The year is 2030. Most humans have been replaced by machines in U.S. warehouses and factories. Millions of Americans are out of work and struggling to find jobs as robots pack, sort, ship, and carry out the myriad duties that just ten years ago were the purview of living, breathing workers. There are little job prospects in sight for these workers as automation has completely taken over numerous industries.

As fictitious as this sounds, it is not a scene out of a science-fiction novel, but instead a scenario that could occur in the very near future. Take, for example, Amazon’s recent launch of Proteus — the company’s first fully autonomous mobile robot. This should signal that much of the company’s workforce faces extinction by automation in the coming years.

Despite the inevitability that all industries will adopt some type of automation to improve productivity and profitability, it is important that lawmakers take steps now to protect the human workforce before big tech behemoths like Amazon begin to phase them out.

Amazon certainly has plenty of incentive to replace its human workforce with automated machines.

Data entries -
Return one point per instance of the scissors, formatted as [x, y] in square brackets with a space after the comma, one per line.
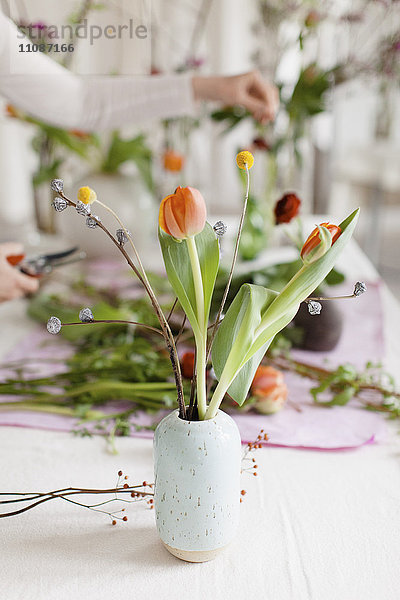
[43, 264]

* * *

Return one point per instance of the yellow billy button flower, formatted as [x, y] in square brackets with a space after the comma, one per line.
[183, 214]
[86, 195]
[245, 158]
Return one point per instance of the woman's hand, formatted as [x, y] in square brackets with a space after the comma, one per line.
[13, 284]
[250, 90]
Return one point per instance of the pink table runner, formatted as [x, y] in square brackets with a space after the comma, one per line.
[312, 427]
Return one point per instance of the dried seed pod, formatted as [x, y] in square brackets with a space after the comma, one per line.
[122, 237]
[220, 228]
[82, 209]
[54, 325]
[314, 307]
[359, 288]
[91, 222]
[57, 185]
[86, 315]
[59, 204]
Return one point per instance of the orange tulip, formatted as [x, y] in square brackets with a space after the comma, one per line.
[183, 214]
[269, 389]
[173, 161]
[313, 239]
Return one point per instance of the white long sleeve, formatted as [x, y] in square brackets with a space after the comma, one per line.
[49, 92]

Problems and tasks -
[1] Translate this sentence from the passage on warehouse automation into Spanish: "Amazon certainly has plenty of incentive to replace its human workforce with automated machines."
[2] Duplicate part of the passage on warehouse automation word for word. Begin at the words "As fictitious as" and stop after "with automated machines.".

Solved problems -
[1] Amazon ciertamente tiene muchos incentivos para reemplazar a su fuerza laboral humana con máquinas automatizadas.

[2]
As fictitious as this sounds, it is not a scene out of a science-fiction novel, but instead a scenario that could occur in the very near future. Take, for example, Amazon’s recent launch of Proteus — the company’s first fully autonomous mobile robot. This should signal that much of the company’s workforce faces extinction by automation in the coming years.

Despite the inevitability that all industries will adopt some type of automation to improve productivity and profitability, it is important that lawmakers take steps now to protect the human workforce before big tech behemoths like Amazon begin to phase them out.

Amazon certainly has plenty of incentive to replace its human workforce with automated machines.